» TASK DESCRIPTION
Repeat every line from the line containing "In the photo above, where can the black pitcher" to the end of the data, exactly. Leave the pictures out.

[START AVAILABLE DATA]

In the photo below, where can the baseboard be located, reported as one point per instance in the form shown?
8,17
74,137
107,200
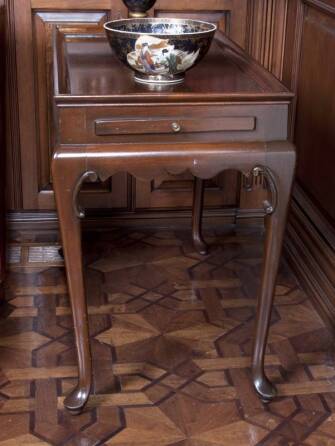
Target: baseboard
310,250
30,222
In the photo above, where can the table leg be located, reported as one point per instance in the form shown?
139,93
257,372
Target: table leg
65,179
198,202
275,227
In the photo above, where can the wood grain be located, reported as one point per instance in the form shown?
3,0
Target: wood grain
198,397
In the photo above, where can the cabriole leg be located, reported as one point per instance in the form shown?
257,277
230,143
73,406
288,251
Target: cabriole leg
198,202
65,178
275,220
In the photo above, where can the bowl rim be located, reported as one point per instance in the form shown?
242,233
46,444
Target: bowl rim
162,20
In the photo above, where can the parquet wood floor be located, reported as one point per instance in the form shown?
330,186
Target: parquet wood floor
176,329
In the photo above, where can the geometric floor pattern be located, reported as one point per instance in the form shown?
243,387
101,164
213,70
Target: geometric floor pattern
171,335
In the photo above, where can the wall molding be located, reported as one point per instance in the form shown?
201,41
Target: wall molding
309,247
267,32
103,219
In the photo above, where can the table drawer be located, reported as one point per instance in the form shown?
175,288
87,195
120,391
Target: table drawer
110,127
166,123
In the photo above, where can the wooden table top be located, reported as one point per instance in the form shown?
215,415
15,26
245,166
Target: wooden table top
225,74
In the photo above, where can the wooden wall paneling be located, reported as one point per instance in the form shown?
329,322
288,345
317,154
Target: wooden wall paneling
13,154
267,33
309,70
2,148
33,52
265,42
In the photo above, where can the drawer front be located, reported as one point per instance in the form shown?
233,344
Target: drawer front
92,124
112,127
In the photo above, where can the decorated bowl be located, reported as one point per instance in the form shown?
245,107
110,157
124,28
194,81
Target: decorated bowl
160,50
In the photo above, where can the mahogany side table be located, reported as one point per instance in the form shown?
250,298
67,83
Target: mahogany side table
229,114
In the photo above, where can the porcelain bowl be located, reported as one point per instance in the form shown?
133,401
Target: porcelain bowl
139,7
160,50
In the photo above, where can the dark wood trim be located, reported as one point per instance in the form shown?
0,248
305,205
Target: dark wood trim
2,148
310,251
38,221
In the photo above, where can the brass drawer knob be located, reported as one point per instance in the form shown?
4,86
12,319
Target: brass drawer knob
176,127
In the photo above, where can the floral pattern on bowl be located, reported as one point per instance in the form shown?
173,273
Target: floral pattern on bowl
160,50
157,56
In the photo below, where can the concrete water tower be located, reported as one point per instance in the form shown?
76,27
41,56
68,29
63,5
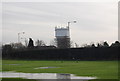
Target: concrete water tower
63,36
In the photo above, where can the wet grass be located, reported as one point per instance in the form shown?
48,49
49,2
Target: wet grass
99,69
17,79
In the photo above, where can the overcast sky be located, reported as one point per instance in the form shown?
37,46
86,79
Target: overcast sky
96,21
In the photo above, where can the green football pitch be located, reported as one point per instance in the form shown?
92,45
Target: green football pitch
99,69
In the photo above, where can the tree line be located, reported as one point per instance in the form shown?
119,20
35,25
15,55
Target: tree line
89,52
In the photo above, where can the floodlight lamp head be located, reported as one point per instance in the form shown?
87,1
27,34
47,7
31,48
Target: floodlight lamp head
74,21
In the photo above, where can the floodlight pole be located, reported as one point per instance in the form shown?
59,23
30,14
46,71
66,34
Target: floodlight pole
68,25
19,36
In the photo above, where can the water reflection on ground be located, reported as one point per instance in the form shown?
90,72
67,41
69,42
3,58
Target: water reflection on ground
44,76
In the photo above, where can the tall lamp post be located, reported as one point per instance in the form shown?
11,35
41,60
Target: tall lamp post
68,25
19,36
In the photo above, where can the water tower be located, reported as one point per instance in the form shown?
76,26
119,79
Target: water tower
63,36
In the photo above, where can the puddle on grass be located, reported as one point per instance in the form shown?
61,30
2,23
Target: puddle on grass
11,64
45,67
40,75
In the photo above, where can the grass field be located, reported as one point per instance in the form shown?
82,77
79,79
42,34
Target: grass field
99,69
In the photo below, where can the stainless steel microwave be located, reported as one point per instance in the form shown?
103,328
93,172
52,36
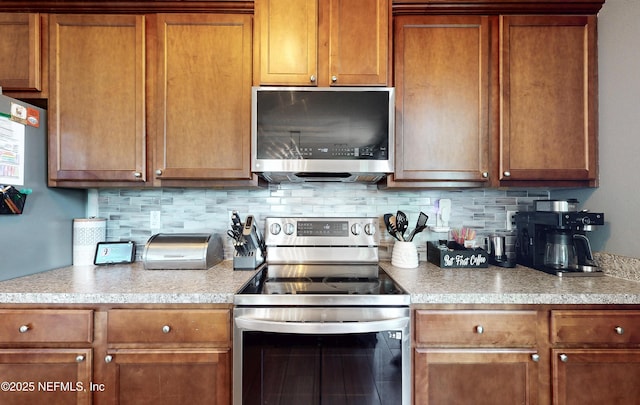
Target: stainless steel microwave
343,134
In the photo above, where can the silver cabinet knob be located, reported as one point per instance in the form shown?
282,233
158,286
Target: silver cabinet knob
369,229
289,228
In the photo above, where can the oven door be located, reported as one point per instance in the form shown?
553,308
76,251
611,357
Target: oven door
327,355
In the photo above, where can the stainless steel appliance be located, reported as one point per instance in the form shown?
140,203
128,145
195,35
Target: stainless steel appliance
182,251
553,238
339,134
321,323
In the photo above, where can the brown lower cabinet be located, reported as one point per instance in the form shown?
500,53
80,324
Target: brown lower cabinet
177,354
45,356
164,356
539,354
595,357
153,354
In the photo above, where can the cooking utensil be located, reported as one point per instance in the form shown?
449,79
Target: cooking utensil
401,224
390,227
421,224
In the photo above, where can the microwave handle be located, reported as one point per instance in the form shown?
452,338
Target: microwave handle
311,328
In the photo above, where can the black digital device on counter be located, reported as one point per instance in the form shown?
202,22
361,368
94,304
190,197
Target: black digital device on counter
114,252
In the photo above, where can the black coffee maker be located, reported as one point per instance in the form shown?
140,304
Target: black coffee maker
553,238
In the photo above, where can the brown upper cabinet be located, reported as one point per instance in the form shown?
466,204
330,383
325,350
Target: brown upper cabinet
203,109
173,111
495,101
21,70
97,105
442,98
548,99
322,43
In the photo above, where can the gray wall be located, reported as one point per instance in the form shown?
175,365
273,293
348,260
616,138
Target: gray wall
619,123
619,130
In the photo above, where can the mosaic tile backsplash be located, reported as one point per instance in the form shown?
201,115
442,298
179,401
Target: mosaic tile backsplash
207,210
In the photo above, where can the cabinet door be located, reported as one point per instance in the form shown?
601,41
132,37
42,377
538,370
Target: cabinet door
20,50
204,97
45,376
96,119
149,377
359,42
442,96
596,376
548,98
459,376
286,42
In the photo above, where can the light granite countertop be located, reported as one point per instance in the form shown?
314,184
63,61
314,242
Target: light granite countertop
427,284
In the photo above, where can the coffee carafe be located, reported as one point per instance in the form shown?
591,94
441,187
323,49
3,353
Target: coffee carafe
560,251
553,238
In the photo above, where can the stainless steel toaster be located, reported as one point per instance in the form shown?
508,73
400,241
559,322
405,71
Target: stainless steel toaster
182,251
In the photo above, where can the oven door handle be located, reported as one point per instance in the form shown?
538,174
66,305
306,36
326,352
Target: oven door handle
311,328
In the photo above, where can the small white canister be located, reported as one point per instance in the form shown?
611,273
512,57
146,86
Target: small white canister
87,232
405,255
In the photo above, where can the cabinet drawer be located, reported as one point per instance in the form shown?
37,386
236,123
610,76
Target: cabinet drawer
597,327
40,326
168,326
476,328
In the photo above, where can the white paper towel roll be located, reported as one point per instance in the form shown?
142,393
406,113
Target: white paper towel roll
87,232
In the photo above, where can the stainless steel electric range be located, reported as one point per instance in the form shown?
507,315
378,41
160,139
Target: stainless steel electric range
321,323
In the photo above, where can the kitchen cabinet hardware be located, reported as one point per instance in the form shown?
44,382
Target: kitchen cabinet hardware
324,40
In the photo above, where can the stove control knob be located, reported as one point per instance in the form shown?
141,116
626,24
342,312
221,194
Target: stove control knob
289,228
369,229
275,228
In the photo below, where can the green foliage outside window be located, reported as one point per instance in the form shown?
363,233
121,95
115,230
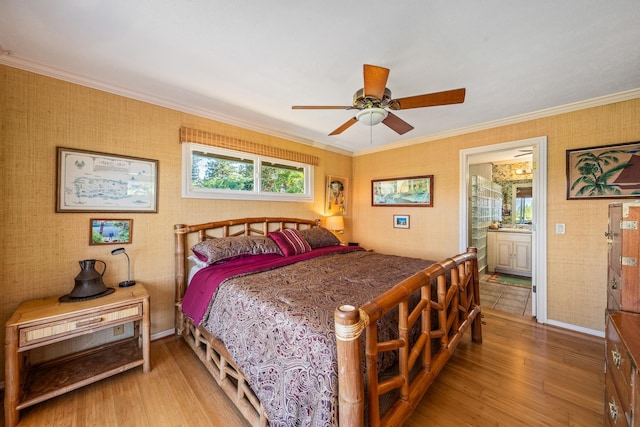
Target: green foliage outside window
221,173
282,179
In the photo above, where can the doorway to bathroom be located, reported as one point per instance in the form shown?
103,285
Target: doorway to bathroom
531,218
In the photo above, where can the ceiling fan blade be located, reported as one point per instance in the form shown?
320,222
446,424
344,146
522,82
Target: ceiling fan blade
344,127
375,80
455,96
320,107
397,124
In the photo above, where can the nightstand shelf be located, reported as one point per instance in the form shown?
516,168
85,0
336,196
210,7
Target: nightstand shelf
39,323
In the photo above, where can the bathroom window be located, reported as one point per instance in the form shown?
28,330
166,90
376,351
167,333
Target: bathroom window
523,204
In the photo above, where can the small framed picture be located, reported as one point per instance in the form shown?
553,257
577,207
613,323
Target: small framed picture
110,231
401,221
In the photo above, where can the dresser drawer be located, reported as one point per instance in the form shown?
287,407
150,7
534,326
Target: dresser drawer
614,290
615,413
618,361
77,325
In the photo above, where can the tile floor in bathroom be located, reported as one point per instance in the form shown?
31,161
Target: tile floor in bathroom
505,298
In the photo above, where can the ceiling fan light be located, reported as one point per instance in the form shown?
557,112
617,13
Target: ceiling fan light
371,116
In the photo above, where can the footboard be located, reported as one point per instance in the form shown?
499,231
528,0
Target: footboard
457,307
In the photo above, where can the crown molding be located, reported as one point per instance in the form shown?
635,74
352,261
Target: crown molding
576,106
7,58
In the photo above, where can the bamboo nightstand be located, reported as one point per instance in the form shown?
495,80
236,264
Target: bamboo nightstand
42,322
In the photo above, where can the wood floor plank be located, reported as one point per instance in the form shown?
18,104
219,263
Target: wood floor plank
523,374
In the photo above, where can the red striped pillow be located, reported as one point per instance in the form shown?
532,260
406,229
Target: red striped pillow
290,241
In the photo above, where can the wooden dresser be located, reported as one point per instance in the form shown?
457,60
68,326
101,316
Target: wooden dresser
43,322
622,334
622,348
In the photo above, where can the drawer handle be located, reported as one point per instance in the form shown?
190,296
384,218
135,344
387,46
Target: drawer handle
88,322
613,410
617,358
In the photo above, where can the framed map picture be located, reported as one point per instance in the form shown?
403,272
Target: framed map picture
98,182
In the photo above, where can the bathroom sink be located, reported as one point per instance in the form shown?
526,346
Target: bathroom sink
512,230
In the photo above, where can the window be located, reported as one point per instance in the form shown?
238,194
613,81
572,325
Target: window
523,203
216,173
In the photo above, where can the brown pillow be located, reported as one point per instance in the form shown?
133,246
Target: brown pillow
319,237
213,251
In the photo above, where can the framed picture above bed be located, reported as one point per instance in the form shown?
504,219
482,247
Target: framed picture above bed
411,191
401,221
110,231
336,197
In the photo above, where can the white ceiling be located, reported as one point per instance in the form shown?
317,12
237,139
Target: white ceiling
247,62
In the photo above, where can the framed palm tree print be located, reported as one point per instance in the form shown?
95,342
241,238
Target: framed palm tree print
604,172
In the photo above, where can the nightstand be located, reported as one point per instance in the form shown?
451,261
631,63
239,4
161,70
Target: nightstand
42,322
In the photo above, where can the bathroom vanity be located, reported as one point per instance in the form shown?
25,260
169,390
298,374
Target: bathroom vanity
509,251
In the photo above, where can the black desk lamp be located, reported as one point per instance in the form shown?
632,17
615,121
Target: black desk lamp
128,282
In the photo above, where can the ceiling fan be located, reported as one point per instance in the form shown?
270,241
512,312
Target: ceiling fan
374,102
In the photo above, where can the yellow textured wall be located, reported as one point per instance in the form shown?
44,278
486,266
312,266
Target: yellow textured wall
41,248
576,261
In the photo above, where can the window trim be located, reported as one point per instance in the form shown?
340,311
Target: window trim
198,193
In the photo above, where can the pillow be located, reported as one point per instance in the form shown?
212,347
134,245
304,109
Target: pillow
221,249
290,241
319,237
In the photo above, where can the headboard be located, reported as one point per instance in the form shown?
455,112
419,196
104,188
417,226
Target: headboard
188,235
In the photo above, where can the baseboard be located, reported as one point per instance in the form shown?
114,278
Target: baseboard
575,328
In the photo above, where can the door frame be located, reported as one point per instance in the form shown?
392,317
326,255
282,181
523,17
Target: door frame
539,228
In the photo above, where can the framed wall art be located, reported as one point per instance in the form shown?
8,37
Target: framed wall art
401,221
89,181
110,231
604,172
411,191
336,197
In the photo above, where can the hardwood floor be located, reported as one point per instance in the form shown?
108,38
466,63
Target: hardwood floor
523,374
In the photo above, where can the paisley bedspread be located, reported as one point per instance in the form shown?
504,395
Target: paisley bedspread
278,327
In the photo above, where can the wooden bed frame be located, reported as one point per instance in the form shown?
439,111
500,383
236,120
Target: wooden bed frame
457,307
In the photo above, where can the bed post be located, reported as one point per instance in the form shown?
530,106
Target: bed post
476,326
180,284
349,325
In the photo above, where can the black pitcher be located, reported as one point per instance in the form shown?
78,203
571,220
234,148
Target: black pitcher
89,282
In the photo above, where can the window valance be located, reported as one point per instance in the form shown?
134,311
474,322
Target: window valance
215,140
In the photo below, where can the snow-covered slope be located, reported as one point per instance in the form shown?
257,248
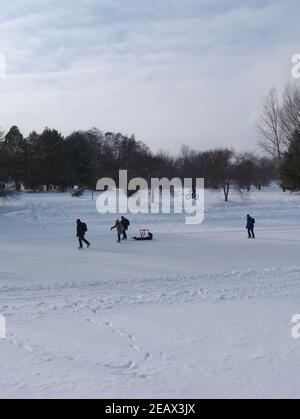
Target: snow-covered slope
201,311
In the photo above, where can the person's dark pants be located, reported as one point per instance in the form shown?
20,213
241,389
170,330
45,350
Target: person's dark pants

[END AVAILABLE DATA]

» FULL ANSWER
In the photo above, where can the black pitcher be located, reported as one point per instance in the form shown?
78,203
571,220
234,148
Target: black pitcher
89,282
In the photo above, where can the window valance be located, reported as one point per instance in the form shown?
134,311
474,322
Target: window valance
215,140
In the photo below, where can the snow-covered slope be located, reported as one point per instance in the form shown?
257,248
Target: snow-covered slope
201,311
In the photo above, where can the person's dark pants be located, reported as one point per instance in the form shown?
20,213
241,389
170,330
45,350
Target: person's dark pants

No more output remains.